> _YOUR ASSIGNMENT_: Please answer from the climbing passage: how deep a groove or surface roughness can the narrator's fingertips detect?

> _EXTRACTED TEXT_:

Hands Up! Title
Hook Grip

Ten stories above Mike, I was nearing the hardest move on the climb, the part that climbers call "the crux." The rock got steeper and smoother, and the holds grew scarcer. There seemed to be no hand or foot holds. The crack I had been following pinched down to a thin seam. My fingertips searched across the blank rock to my left, feeling nothing at first. Finally, they found a rough spot suitable for use as a foothold.

My fingertips are capable of feeling a groove or surface roughness only one ten thousandth of an inch deep. Here, on the cliff, my sense of touch had found a hold that was too well camouflaged for my eyes to see. Climbers need a good sense of touch. The calluses that a climber develops from continual climbing interfere with this sense of touch, which is why some top climbers can be seen sitting around the campfire sanding their calluses away like safe crackers in an old B-movie.

> _DATA EXTRACTS_:
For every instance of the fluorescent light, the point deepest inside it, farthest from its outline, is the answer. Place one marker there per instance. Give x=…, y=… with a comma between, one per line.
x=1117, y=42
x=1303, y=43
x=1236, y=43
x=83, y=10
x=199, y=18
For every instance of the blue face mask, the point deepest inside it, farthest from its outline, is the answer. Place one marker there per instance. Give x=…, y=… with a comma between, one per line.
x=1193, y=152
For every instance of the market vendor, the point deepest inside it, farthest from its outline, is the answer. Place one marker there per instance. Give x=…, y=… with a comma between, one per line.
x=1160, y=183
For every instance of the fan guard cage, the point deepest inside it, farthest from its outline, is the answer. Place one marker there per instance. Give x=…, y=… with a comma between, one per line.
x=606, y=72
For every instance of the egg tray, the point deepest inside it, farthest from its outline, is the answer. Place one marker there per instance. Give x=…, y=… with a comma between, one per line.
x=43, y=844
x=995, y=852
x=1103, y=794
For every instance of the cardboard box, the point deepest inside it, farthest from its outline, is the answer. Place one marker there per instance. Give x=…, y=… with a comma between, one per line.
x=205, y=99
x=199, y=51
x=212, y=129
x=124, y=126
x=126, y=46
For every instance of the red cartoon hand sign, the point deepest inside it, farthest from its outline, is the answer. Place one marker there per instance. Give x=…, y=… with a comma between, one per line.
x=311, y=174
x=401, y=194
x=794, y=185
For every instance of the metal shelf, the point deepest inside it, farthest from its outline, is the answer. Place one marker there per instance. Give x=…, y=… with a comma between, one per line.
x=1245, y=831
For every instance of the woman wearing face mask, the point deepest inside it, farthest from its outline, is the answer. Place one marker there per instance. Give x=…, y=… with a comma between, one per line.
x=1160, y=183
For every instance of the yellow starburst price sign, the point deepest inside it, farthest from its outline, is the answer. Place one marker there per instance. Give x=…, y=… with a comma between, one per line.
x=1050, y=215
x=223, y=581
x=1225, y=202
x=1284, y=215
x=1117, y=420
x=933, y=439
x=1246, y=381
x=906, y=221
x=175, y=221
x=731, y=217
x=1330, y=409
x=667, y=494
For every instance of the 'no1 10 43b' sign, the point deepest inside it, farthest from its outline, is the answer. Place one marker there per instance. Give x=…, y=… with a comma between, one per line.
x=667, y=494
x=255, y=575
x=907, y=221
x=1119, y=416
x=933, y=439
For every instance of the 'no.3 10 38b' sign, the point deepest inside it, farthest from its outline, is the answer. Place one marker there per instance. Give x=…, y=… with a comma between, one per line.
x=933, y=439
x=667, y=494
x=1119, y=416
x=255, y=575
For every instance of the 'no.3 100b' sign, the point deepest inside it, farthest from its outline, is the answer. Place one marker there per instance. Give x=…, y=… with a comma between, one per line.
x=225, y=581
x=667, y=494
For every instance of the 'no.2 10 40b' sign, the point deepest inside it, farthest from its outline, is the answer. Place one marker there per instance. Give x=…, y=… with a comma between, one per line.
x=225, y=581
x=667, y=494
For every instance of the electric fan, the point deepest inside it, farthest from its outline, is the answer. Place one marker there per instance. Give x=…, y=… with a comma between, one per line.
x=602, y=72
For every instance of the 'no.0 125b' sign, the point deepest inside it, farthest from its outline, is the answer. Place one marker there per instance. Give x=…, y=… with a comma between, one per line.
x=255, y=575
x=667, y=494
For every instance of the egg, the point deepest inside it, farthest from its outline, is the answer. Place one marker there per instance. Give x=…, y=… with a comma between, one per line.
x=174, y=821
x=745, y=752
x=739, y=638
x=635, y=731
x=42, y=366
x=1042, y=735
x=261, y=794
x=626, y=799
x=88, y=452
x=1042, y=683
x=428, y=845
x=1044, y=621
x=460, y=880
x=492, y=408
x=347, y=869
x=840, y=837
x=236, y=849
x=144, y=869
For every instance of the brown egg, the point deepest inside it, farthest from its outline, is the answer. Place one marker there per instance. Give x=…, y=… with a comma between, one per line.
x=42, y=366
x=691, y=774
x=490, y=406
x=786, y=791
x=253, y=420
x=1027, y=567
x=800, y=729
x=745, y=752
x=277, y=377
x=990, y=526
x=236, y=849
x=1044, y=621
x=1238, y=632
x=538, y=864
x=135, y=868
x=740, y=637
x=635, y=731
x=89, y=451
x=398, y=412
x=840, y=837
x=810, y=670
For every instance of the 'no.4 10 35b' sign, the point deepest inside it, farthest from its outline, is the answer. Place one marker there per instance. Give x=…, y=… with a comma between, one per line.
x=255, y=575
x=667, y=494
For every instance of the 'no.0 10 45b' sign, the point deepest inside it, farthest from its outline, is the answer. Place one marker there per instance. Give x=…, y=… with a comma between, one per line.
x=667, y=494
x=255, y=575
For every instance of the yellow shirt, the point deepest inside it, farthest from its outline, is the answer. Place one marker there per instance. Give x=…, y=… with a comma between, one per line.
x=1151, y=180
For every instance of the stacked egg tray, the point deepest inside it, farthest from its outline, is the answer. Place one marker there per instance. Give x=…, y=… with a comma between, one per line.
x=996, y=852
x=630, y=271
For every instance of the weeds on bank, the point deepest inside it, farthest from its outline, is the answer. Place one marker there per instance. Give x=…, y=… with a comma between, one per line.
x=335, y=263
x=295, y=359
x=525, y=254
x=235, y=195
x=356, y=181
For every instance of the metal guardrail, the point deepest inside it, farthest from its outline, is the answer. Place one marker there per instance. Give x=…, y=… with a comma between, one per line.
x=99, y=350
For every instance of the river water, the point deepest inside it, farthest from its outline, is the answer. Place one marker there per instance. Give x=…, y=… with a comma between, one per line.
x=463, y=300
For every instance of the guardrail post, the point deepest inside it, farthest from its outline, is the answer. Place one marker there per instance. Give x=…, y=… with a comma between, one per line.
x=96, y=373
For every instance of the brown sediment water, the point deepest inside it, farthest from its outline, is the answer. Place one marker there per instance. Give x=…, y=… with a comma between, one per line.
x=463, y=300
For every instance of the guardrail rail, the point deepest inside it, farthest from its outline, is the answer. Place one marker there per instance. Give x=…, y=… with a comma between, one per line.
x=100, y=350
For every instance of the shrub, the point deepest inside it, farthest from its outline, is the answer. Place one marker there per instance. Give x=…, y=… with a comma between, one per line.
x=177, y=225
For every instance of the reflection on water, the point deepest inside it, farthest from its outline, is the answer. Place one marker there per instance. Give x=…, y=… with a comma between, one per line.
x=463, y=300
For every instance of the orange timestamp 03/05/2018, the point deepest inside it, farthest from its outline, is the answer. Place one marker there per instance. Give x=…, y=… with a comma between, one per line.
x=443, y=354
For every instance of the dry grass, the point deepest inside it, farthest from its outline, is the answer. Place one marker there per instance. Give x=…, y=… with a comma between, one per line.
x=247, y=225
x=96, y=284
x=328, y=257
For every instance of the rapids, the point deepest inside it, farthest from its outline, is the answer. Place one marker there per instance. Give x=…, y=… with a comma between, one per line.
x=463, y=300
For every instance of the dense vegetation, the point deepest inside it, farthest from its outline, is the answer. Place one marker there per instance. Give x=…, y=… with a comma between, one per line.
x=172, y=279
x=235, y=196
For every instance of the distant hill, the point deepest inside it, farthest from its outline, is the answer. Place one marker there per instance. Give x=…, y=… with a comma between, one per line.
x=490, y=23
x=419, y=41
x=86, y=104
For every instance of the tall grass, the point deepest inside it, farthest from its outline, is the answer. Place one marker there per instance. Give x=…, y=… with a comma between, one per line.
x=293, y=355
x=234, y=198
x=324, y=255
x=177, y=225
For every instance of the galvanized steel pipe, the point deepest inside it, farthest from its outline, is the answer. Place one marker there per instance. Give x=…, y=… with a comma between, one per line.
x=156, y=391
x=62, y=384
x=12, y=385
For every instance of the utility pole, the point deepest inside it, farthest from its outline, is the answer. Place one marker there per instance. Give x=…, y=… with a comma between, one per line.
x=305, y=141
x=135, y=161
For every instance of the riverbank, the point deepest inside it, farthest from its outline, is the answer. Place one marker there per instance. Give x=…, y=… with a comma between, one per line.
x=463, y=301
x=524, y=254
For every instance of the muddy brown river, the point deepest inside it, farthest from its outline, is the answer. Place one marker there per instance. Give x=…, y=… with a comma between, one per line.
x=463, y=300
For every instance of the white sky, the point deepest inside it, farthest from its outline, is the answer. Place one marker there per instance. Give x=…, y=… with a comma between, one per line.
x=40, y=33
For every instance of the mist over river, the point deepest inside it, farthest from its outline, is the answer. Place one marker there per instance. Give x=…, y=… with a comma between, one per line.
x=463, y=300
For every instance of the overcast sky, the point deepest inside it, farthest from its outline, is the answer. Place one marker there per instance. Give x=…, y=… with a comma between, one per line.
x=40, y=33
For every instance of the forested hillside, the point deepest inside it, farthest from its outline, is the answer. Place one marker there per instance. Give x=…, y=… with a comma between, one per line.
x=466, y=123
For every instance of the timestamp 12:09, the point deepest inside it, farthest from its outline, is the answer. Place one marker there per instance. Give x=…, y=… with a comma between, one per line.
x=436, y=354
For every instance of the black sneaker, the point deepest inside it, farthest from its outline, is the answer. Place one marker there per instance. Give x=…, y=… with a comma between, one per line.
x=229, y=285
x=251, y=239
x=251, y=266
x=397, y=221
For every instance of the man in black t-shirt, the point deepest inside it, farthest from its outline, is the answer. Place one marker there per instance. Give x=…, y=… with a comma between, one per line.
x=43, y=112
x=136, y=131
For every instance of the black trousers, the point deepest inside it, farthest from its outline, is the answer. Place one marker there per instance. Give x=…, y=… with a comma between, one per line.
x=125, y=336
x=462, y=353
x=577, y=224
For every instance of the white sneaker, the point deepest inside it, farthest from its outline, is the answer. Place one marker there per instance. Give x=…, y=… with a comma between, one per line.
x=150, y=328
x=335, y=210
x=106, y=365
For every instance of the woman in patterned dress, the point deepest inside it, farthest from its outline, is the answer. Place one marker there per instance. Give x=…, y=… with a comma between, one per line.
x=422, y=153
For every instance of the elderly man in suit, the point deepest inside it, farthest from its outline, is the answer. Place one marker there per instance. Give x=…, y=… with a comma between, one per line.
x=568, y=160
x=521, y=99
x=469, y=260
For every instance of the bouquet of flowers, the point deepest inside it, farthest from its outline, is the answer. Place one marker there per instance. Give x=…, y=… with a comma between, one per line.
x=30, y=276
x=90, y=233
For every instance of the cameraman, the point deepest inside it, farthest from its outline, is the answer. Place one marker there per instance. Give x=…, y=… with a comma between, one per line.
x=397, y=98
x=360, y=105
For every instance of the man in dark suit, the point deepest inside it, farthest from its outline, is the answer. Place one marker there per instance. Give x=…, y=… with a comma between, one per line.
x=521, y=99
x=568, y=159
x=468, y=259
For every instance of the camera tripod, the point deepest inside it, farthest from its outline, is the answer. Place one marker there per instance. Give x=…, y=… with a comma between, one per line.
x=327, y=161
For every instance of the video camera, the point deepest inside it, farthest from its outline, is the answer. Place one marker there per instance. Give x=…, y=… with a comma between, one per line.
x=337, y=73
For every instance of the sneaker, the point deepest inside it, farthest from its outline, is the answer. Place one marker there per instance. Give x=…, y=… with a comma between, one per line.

> _SOLUTION TO THIS PROBLEM_: One ten thousandth of an inch deep.